§ **Extrait**
◆ ◆ ◆ ◆ ◆ ◆ ◆

Affichage des articles dont le libellé est Don Siegel. Afficher tous les articles
Affichage des articles dont le libellé est Don Siegel. Afficher tous les articles

samedi 31 décembre 2011

Ce vieux John Wayne… (3)



Et voici la dernière fournée de « John Wayne vieux », ces films mi-réussis mi-ratés de sa fin de carrière, qui manquent d’ampleur par absence de grands réalisateurs aux commandes, mais qui sont en général sauvés par la prestance du Duke, ou par notre bienveillance à son encontre. A noter que John Wayne est imprimé à jamais dans l’inconscient américain puisque pas plus tard que dans la saison 7 de Desperate Housewives, Felicity Huffman doit sa démarche « à la John Wayne » à un abus de galipettes avec son amant.



L’on commence donc avec Les Géants de l’Ouest (The Undefeated, 1969) de Andrew V. McLaglen. On a du mal à le croire comme ça, mais c’est sorti la même année que La Horde Sauvage, pourtant c’est d’un classicisme à toute épreuve. McLaglen nous montre un monde où les rancœurs de la guerre de Sécession se règlent à coup de Bourbon, un monde dans lequel un jeune indien peut courtiser sans problème une femme de race blanche. Trop gros, ça passe pas, tout comme cet espèce d’enthousiasme collectif Fordien des hommes en groupe, que l’on nous ressert depuis Le cheval de fer. La communauté soudée, qui fait passer l’honneur avant tout, les décisions prises ensembles, avec concours de belles phrases et envolées lyriques : on va les aider ces maudits sudistes, de toute manière, les seuls vrais salauds ce sont ces cons de français avec leurs sabres, yihaaa ! C’est plaisant, ça vous arrache un sourire complaisant envers la race humaine, mais ça ne fait pas un grand film. Heureusement il y a Rock Hudson, et il y a John Wayne, qui font un beau numéro d’acteurs, ainsi que toute la clique habituelle (Ben Johnson, Harry Carey Jr, Bruce Cabot). Malgré son âge, Wayne papote avec une dame et lui parle de fonder une famille. On lui pardonne, c’est la magie du cinéma.

◆ ◆ ◆ ◆ ◆ ◆ ◆

§ **Matériel présenté**

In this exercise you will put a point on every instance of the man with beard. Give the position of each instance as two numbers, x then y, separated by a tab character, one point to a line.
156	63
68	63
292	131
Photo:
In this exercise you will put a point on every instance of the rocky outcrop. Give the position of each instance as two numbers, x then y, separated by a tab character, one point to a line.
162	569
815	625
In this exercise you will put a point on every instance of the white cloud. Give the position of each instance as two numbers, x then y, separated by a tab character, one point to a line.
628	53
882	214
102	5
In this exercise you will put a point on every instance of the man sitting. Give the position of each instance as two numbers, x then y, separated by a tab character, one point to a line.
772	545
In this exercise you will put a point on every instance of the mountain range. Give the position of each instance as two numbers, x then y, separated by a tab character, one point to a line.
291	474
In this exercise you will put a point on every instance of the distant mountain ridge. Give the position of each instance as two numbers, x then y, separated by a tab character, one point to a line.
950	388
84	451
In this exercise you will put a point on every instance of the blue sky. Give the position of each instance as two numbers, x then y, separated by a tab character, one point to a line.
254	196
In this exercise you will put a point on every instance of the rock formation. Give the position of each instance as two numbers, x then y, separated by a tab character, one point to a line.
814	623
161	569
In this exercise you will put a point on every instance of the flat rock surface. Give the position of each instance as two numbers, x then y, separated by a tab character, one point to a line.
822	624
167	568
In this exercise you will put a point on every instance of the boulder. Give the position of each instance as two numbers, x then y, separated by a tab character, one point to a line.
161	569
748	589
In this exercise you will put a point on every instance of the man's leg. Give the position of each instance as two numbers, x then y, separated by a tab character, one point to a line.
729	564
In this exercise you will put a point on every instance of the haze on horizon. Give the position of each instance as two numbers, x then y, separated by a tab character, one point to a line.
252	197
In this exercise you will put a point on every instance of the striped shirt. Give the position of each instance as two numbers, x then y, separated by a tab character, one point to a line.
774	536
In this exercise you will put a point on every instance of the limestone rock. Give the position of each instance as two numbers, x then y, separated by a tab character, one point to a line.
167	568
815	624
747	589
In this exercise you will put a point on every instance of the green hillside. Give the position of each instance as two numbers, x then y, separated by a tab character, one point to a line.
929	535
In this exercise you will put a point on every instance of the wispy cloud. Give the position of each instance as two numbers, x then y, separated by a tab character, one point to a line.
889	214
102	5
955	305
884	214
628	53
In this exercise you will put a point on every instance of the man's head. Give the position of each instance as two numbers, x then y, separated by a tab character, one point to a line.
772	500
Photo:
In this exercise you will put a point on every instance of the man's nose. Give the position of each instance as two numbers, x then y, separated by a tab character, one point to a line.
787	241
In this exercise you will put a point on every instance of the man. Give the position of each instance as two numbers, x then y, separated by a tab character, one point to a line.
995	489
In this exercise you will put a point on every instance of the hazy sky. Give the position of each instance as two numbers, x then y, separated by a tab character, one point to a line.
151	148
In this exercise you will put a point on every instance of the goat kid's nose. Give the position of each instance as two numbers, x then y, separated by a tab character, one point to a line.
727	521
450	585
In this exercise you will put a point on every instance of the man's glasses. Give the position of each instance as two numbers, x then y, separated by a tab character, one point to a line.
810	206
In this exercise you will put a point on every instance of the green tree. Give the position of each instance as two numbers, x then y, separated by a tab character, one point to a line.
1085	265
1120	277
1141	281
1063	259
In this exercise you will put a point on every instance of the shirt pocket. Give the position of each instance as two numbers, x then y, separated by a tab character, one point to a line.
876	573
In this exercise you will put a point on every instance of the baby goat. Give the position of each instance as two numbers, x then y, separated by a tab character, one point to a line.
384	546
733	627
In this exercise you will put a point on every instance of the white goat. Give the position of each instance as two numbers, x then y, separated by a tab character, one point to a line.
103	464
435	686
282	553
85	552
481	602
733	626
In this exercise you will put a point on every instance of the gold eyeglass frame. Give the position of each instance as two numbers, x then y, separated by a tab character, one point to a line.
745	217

◆ ◆ ◆ ◆ ◆ ◆ ◆

§ **Objectifs**
1. Recopiez à l'identique le passage de l'extrait sur John Wayne, de « Ce vieux John » à « avec son amant. ».
2. Traduisez en anglais cette phrase de l'extrait sur John Wayne : « Malgré son âge, Wayne papote avec une dame et lui parle de fonder une famille. »

§ **Résultats finaux**
1.
Ce vieux John Wayne… (3)



Et voici la dernière fournée de « John Wayne vieux », ces films mi-réussis mi-ratés de sa fin de carrière, qui manquent d’ampleur par absence de grands réalisateurs aux commandes, mais qui sont en général sauvés par la prestance du Duke, ou par notre bienveillance à son encontre. A noter que John Wayne est imprimé à jamais dans l’inconscient américain puisque pas plus tard que dans la saison 7 de Desperate Housewives, Felicity Huffman doit sa démarche « à la John Wayne » à un abus de galipettes avec son amant.

2. Despite his age, Wayne chats with a lady and talks to her about starting a family.